Fig. 1. Production of biphenyl derivatives.

The traditional method to achieve the functionalization of inert C-H bond is to first convert it into a relatively active chemical bond, normally under harsh or rigorous conditions. From the intermediate containing the active chemical bond it would be possible to further synthesize various useful organic molecules by conventional methods. For example, to convert substituted benzene into biphenyl derivatives, one of the methods based on traditional chemical transformation is to first convert substituted benzene into the corresponding bromobenzene through bromination. Subsequently, Suzuki-Miyaura cross-coupling (2010 Nobel prize) with arylboronic acid with palladium catalyst would produce the target molecule. Such transformation, even though highly reliable, requires laborious operations and may produce large amount of pollutants. Obviously, direct C-H bond cross-coupling would be highly desirable (Fig. 1).

To achieve such goal, one has to overcome the obstacles related to the low reactivity and poor selectivity of the C-H bonds. One of the currently widely practiced approaches is to use a directing group, which is pre-installed in the substrate, to coordinate to the transition metal of the catalyst. The metal break the C-H bond in a selective manner to general carbon-metal bond, which is further converted into the target chemical bond, such as C-C bond.

Fig. 2. C-H bond functionalization based on metal carbene migratory insertion.

> **Raw data**:
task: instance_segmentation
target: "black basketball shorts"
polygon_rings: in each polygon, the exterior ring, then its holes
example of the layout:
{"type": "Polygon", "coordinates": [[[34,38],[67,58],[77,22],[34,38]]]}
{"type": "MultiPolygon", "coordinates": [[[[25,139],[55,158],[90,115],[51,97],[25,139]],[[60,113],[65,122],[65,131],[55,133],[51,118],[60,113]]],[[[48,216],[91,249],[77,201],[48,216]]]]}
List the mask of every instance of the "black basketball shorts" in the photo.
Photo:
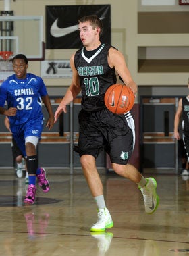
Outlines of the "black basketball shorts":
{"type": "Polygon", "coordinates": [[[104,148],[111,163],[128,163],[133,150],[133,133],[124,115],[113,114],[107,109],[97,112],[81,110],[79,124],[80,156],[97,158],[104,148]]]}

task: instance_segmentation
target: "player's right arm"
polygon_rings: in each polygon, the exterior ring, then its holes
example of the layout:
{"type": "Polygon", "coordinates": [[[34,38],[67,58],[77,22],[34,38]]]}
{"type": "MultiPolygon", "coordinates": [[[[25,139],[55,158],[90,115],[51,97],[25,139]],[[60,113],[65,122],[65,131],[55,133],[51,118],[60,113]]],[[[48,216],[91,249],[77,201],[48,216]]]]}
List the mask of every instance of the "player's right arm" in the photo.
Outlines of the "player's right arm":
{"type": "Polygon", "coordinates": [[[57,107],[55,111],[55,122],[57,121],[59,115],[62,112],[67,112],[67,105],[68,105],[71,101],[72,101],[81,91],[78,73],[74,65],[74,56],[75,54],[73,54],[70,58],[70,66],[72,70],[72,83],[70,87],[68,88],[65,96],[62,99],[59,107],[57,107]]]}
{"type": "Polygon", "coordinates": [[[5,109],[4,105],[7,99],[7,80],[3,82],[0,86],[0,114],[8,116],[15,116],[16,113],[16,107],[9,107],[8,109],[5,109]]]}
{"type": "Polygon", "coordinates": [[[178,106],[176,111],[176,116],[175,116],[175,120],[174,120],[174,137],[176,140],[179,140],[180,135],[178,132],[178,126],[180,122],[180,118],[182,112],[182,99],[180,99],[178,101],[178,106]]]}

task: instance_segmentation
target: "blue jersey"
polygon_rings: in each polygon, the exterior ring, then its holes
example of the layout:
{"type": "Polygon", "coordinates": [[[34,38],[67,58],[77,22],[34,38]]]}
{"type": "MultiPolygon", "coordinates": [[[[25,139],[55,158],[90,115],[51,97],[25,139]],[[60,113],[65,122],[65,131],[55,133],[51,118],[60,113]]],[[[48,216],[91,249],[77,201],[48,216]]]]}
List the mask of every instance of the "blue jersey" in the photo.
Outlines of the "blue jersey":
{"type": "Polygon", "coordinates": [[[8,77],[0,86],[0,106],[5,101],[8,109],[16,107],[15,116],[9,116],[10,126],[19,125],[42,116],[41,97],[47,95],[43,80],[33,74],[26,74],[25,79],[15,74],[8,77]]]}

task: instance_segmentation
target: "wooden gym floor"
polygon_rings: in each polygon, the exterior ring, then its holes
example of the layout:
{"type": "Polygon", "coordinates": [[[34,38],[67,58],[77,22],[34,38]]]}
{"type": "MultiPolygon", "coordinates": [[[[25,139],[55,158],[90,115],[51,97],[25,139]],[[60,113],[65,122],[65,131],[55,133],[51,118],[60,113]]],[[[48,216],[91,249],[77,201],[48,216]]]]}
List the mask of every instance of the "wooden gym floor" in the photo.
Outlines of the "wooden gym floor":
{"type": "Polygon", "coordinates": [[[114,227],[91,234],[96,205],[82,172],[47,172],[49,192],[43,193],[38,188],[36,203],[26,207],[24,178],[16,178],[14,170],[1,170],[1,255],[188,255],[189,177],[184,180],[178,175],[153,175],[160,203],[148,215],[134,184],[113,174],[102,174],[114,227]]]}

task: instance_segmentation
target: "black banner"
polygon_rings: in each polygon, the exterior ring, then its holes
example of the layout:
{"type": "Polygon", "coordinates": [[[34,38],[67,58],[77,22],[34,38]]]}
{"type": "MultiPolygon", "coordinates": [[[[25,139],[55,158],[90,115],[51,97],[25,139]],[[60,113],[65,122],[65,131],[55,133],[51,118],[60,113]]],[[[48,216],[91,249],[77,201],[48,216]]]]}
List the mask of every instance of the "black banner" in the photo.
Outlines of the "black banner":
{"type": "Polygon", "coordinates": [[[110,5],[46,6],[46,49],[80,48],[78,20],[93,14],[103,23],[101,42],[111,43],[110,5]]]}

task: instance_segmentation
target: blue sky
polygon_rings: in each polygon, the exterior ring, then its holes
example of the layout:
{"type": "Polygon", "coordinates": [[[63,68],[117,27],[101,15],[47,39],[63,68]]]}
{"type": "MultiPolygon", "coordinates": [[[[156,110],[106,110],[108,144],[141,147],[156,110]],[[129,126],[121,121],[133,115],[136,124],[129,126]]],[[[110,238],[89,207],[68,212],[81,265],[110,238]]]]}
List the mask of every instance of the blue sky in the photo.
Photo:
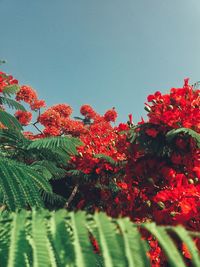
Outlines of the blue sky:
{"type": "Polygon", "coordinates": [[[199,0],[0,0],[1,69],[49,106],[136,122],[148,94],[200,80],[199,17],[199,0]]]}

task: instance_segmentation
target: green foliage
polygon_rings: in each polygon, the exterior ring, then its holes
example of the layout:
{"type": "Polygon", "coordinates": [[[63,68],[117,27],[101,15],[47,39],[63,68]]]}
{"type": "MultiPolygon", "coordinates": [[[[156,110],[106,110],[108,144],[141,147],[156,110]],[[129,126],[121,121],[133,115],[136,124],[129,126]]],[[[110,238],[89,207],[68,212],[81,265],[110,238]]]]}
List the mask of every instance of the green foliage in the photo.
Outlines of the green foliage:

> **Requirements**: Pick up the passage on C-H bond functionalization from its final sentence and continue it in the same style.

> **Expected answer**:
On the other hand, metal carbenes represent a type of important reactive intermediates in organic chemistry. They are particularly useful in C-C bond forming transformations. In general, diazo compounds are the metal carbene precursors. In the past decade, the metal carbene chemistry has merged with transition-metal-catalyzed cross-couplings, the indispensible transformations for constructing C-C bonds, providing a new type of cross-coupling reactions. Mechanistically, the reactions involve metal carbene migratory insertion as the common key steps in the C-C bond formation. This type of reactions has recently applied to C-H bond functionalizations. As shown in Fig. 2, with the assistance of a directing group, the aromatic C-H bond is broken to generate an organometallic intermediate. This intermediate reacts with diazo substrate to generate a metal carbene species through extrusion of nitrogen gas. Subsequently, migratory insertion occurs to generate a new organometallic species, which further undergo transformations such as protonation, β-H elimination, C-N bond formations and so on, leading to various functionalized molecules. This feature article summarizes the recent developments in this emerging area.

Jianbo Wang
Department of Chemistry, Peking University, China



C-H bond functionalization based on metal carbene migratory insertion.
Hu F, Xia Y, Ma C, Zhang Y, Wang J.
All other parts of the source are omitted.